Actions to take =
1) In the thesis abstract on PTSD fear generalization, condense the paragraph beginning "One key conditioning abnormality" into a bulleted list that keeps its main facts.
2) In the thesis abstract on PTSD fear generalization, how many participants were in the subthreshold PTSD group?

Document section =
_ _ _ _ _
One key conditioning abnormality in posttraumatic stress disorder (PTSD) is heightened generalization of fear from a conditioned danger-cue to similarly appearing, safe stimuli. Such over-generalization is often assumed to be a stable feature of PTSD, yet several lab-based conditioning findings suggest that over-generalization in PTSD can be reduced with sufficient learning trials. The present study represents the first effort to track the trial by trial timecourse of heightened generalization in PTSD with the prediction of heightened PTSD-related over-generalization in earlier trials that reduces toward the end of the learning record. Combat veterans with PTSD (n = 15), subthreshold PTSD (SubPTSD: n = 18) and trauma controls (TC: n = 19) completed a conditioned fear-generalization task. Trial by trial group differences in generalized perceived risk of electric shock were assessed to three classes of (safe) generalization stimuli parametrically varying in similarity to a conditioned danger-cue paired with electric shock. Data were analyzed using nonparametric regression. Results demonstrated those with PTSD and SubPTSD, relative to TC, displayed elevated generalization to all generalization stimuli combined, in early but not late learning trials. Over-generalization in PTSD and SubPTSD also persisted across trials to a greater extent for classes of generalization stimuli bearing higher resemblance to the conditioned danger-cue. Current findings support the use of prolonged courses of exposure therapy in PTSD that maximize violations of threat-related expectancies for safe stimulus-events resembling the traumatic encounter, especially as safe stimulus-events increase in similarity to trauma-related threat cues.
University of Minnesota M.A. thesis. May 2019. Major: Psychology. Advisor: Shmuel Lissek. 1 computer file (PDF); v, 54 pages.
Examining the Temporal Course of Over-generalized Conditioned Threat Expectancies in Posttraumatic Stress Disorder Using a Nonparametric Regression Model.
_ _ _ _ _
Extracted data entries:
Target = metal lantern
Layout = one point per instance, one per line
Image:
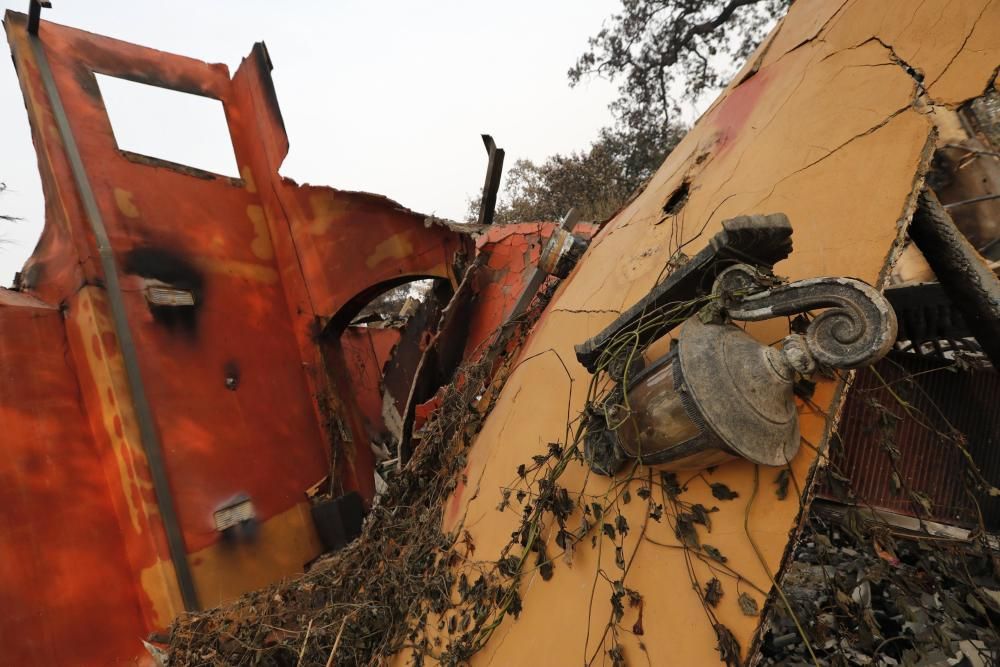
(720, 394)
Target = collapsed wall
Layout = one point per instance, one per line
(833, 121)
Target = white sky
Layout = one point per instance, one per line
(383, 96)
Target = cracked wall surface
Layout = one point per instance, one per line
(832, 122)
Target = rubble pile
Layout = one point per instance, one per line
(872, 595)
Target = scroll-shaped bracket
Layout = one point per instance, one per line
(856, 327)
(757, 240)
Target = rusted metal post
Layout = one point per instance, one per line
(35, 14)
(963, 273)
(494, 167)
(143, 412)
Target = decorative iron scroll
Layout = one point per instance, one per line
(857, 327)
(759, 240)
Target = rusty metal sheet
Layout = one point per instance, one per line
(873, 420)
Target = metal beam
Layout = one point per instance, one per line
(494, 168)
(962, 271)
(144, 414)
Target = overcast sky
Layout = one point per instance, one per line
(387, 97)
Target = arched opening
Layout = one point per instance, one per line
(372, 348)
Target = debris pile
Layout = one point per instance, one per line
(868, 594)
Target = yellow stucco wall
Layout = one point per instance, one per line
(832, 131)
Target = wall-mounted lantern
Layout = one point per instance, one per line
_ _ _ _ _
Solutions to the tasks =
1)
- Posttraumatic stress disorder (PTSD) involves heightened generalization of fear from a conditioned danger-cue to similar-looking safe stimuli.
- This over-generalization is often assumed to be stable, but several lab findings suggest it can lessen with enough learning trials.
- This is the first study to track heightened generalization in PTSD trial by trial. It predicted over-generalization early in learning that decreases toward the end.
- Participants were combat veterans with PTSD (n = 15), with subthreshold PTSD (n = 18), and trauma controls (n = 19). All completed a conditioned fear-generalization task.
- Perceived risk of electric shock was measured trial by trial for three classes of safe generalization stimuli that varied in similarity to a danger-cue paired with shock. The data were analyzed using nonparametric regression.
- Compared with trauma controls, the PTSD and subthreshold PTSD groups showed elevated generalization across all generalization stimuli in early trials but not in late trials.
- Over-generalization in these groups lasted longer for stimuli that more closely resembled the danger-cue.
- The findings support prolonged exposure therapy that maximizes violations of threat expectancies for safe events resembling the trauma, especially as those events become more similar to trauma-related threat cues.

2) 18 combat veterans.